Can you copy every line of the items below, not only the answers, while scaling each coordinate in the answers by 0.95 and rounding it to a whole number, with halves going up? Leave the pictures out.
>>>
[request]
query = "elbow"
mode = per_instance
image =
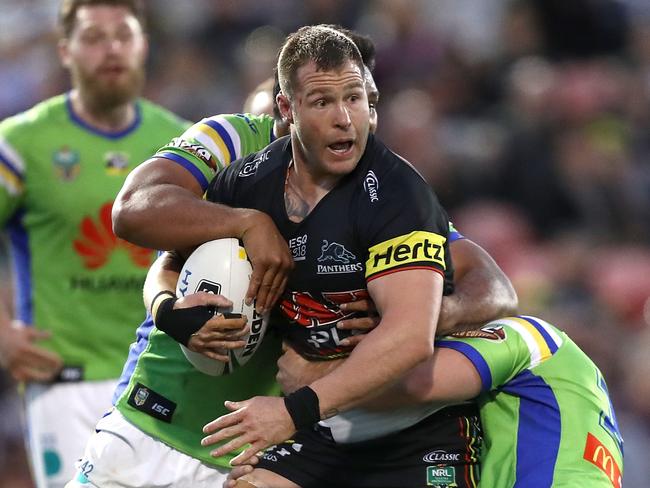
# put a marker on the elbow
(418, 384)
(510, 300)
(123, 218)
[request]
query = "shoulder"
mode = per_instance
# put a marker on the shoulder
<<<
#### SOLUTION TO THIS TASK:
[request]
query = "elbow"
mode = per_instance
image =
# put a marker on the elbow
(397, 365)
(485, 285)
(117, 207)
[request]
query = "shoulder"
mode = per_instance
# put a marker on the shoulder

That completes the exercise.